A shrewd observer and examiner of people he meets, Vittorio Beltrami starts talking passionately about farming and highlights that, more than a job, to those who consecrate to it every moment of the day it is rather the choice of a way of life. Indeed, there is a significant difference between those who live and taste the farmland, making it their own, and those who, instead, consider it just an instrument, nothing but a way to make money.

Who really is a farmer? How does he work? How does he live?
“By now the word ‘farmer’ has got a negative meaning, to the advantage of the more modern ‘agricultural businessman’ definition, but they are quite different jobs” explains Beltrami. “A farmer is a man who must reinvent himself every day in his farm, whereas a businessman is just a businessman. One might object that a farmer then, behaves irrationally: where does he get his profit from? Well, first of all he doesn’t spend much to feed himself, since he produces all he needs: fruits, vegetables, meat. What exceeds his needs is sold, and profits are reinvested in the farm. A farmer would never practice monoculture: he exploits his fields according to their characteristics. He respects the seasons, knows where a new orchard or a new olive-tree grove can be planted. A farmer works with his own hands: he prunes, grafts, milks, tans leather.  He is a man who feels the flow of time, is animated by love for the earth he steps on, and even tastes it to evaluate its quality according to the concentration of mineral salt it contains. A businessman would never do such things.

A farmer has got passion, love, insightfulness. He lives out of traditions, histories and moments. Nowadays, in the farming industry, everything turns around chemistry. Last summer, for example, was very hot and temperatures often exceeded 35° centigrade. A farmer knows that, in such climatic situations, flies die; therefore he shall neither have to wet the stables with insecticides to stop those insects from tormenting his livestock, nor treat his olive trees: insects which usually infest farmland in the summertime were not there. A farmer respects the seasons whereas a manager doesn’t, because he has got to stand by a protocol, he’s got to sell a product,  he’s bound to financial calculations.”

“Few farmers are left” declares Beltrami “who are capable of grafting trees, who don’t stuff their beasts with hormones, know how to help a kid or a calf to be born and their mothers to give berth, and is even capable of medicating them, if need be. These farmers should be defended by collecting their memories and writing books about them.”

In conclusion, you defend the value of memory, of the transmission of skills and of good practices. But how can they be transmitted to the new generations?

__Exercise directions__:
In the text on farmers, what does Beltrami say a farmer does with whatever exceeds his own needs?

Image-grounded pointing lines
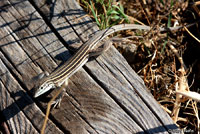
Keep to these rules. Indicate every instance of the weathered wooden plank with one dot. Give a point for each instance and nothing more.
(112, 72)
(73, 115)
(23, 68)
(17, 121)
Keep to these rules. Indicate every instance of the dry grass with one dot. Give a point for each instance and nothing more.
(168, 62)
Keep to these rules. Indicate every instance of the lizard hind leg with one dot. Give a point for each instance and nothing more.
(50, 103)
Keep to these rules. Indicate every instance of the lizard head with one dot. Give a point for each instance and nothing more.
(43, 88)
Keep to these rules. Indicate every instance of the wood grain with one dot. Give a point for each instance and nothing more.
(105, 96)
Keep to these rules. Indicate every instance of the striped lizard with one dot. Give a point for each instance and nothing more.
(59, 78)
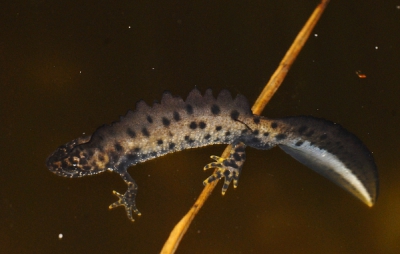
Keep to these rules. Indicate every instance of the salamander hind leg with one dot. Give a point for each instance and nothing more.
(229, 168)
(128, 198)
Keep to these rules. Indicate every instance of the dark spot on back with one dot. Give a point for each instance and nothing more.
(90, 153)
(323, 136)
(145, 132)
(237, 157)
(177, 117)
(193, 125)
(166, 122)
(234, 114)
(299, 143)
(114, 157)
(64, 164)
(82, 161)
(189, 109)
(309, 134)
(215, 109)
(302, 129)
(240, 149)
(280, 136)
(131, 157)
(101, 157)
(86, 167)
(118, 147)
(131, 133)
(202, 125)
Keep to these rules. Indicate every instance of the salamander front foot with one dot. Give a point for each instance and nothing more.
(128, 201)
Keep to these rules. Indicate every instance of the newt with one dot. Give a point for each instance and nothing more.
(175, 124)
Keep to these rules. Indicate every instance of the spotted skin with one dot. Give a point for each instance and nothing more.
(201, 120)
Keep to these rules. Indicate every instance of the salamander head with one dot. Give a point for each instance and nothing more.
(75, 159)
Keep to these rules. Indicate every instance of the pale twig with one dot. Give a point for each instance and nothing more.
(271, 87)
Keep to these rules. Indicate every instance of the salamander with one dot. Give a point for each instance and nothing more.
(175, 124)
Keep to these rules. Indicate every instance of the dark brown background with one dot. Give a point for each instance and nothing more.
(66, 68)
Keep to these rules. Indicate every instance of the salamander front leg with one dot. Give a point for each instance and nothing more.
(128, 198)
(229, 168)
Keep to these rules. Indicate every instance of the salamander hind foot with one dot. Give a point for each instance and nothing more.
(128, 201)
(229, 168)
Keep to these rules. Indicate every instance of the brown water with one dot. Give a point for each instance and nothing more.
(69, 68)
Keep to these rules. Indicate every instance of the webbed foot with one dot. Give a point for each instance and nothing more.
(229, 168)
(128, 201)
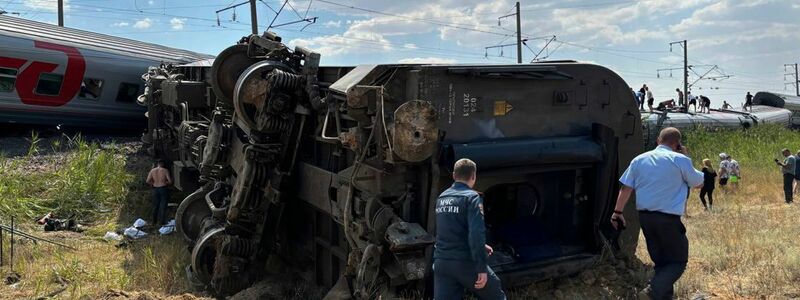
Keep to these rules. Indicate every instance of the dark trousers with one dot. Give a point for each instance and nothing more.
(450, 278)
(668, 248)
(788, 179)
(707, 191)
(160, 200)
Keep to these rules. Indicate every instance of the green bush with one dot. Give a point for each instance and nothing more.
(85, 183)
(754, 148)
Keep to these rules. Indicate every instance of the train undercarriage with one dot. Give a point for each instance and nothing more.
(336, 169)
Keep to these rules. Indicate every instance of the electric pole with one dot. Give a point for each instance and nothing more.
(253, 16)
(519, 31)
(685, 68)
(61, 13)
(796, 81)
(519, 37)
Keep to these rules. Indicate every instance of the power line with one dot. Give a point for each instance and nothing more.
(430, 21)
(584, 5)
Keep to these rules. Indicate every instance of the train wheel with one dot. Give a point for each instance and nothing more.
(227, 67)
(204, 254)
(191, 214)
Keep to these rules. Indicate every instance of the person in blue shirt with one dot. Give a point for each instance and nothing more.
(661, 179)
(459, 256)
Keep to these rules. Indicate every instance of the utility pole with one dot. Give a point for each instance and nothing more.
(519, 31)
(796, 81)
(253, 16)
(685, 68)
(61, 13)
(519, 37)
(253, 13)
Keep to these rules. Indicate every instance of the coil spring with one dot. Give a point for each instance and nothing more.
(284, 80)
(275, 124)
(235, 246)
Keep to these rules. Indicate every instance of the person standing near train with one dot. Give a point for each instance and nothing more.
(661, 179)
(160, 180)
(734, 171)
(460, 252)
(796, 173)
(642, 93)
(692, 101)
(788, 169)
(709, 176)
(748, 102)
(650, 98)
(724, 175)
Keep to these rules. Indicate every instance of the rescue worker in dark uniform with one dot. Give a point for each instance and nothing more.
(459, 257)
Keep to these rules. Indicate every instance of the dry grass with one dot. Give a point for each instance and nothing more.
(749, 246)
(89, 181)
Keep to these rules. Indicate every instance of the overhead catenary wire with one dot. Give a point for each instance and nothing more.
(461, 26)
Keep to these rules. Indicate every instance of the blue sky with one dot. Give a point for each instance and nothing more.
(749, 40)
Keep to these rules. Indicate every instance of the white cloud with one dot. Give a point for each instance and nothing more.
(332, 24)
(427, 60)
(177, 24)
(48, 5)
(143, 23)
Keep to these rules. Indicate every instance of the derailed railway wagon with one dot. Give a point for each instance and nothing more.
(336, 169)
(717, 119)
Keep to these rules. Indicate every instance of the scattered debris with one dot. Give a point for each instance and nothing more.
(112, 236)
(167, 228)
(12, 278)
(135, 231)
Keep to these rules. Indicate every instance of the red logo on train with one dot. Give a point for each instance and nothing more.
(28, 77)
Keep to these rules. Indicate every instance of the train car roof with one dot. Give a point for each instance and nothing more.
(27, 29)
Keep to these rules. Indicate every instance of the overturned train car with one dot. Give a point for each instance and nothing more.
(336, 169)
(653, 122)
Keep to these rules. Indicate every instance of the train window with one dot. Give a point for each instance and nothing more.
(127, 92)
(91, 89)
(49, 84)
(7, 79)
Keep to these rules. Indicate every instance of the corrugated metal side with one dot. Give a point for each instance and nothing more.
(18, 27)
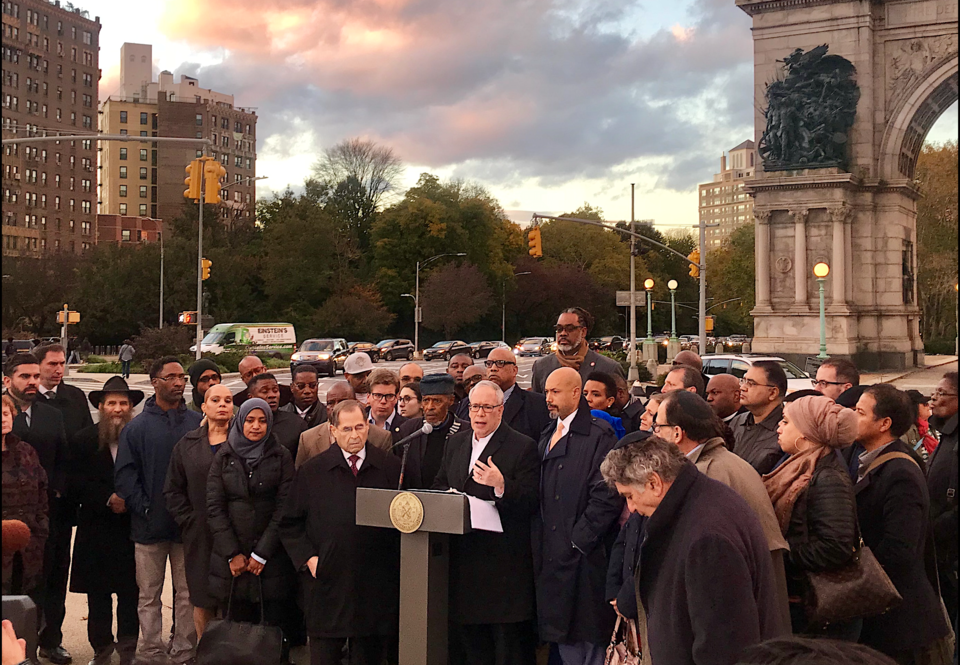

__Exercise output__:
He sells it and reinvests the profits in the farm.